In everyday educational work or clinical practice, development is something that is aspired, monitored, and worked on to make sure that students learn or patients improve upon their current condition.
Usually, progression addresses the question how far you moved along a ruler and assumes that as long as the same ruler (i.e., measurement instrument) is used, scores can naturally be compared across time. If the ruler would change or what the ruler is trying to measure changed throughout the process, the common ground for comparisons disappears. Hence, you risk comparing apples and oranges.
Yet, in some situations you are unable to use the same ruler or have to redefine what you are measuring, and changing from an apple into an orange would be an actual sign of development!

Data extracted from a collection
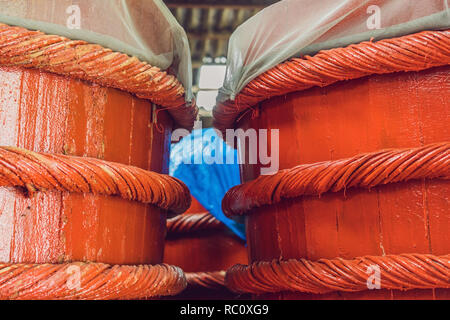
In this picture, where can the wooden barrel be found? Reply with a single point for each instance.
(84, 180)
(203, 247)
(361, 201)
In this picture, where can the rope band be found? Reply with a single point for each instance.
(362, 171)
(187, 223)
(78, 59)
(40, 171)
(413, 52)
(209, 280)
(88, 281)
(398, 272)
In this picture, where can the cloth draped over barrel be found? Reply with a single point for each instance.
(144, 29)
(293, 28)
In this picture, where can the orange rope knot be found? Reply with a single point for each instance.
(398, 272)
(413, 52)
(362, 171)
(40, 171)
(209, 280)
(88, 281)
(187, 223)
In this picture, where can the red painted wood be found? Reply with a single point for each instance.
(48, 113)
(205, 251)
(343, 120)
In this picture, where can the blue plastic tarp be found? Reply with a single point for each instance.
(200, 161)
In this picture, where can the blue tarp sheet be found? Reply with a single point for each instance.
(200, 161)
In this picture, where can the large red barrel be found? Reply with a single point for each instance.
(361, 201)
(83, 191)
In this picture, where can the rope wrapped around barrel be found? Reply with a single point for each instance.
(33, 172)
(78, 59)
(396, 272)
(186, 224)
(412, 52)
(400, 272)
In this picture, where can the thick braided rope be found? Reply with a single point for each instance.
(413, 52)
(88, 281)
(40, 171)
(362, 171)
(398, 272)
(79, 59)
(187, 223)
(209, 280)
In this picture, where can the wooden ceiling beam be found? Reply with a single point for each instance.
(223, 4)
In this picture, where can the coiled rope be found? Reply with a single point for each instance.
(362, 171)
(399, 272)
(413, 52)
(35, 171)
(88, 281)
(81, 60)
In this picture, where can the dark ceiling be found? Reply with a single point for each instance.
(210, 23)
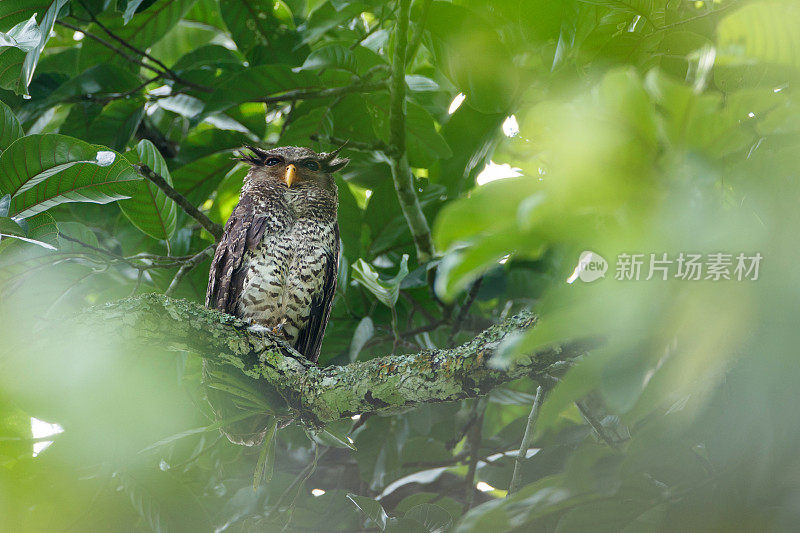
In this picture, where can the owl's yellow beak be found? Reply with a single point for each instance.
(291, 175)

GOAL OF THE EXERCISE |
Could you carry on the passage about measuring development over time, picking up right after its last sentence?

ANSWER SECTION |
For instance, we can expect that progressing from the level of a novice student-teacher to the level of a more expert veteran teacher is not simply "growing" more of the same competence, but that instead it actually requires redefining your understanding and definition of the teaching practice. Similarly, the reported quality-of-life of patients might also undergo a response shift as they redefine/re-evaluate what quality of life means for them as a person while disease progresses or impactful events such as operations happen.
In such situations, we need to rethink to what extent simple growth comparisons remain useful and how to provide alternative ways to measure and model such differentiating developmental patterns. This projects aims to develop sound statistical procedures to accommodate the tracking of development in such settings.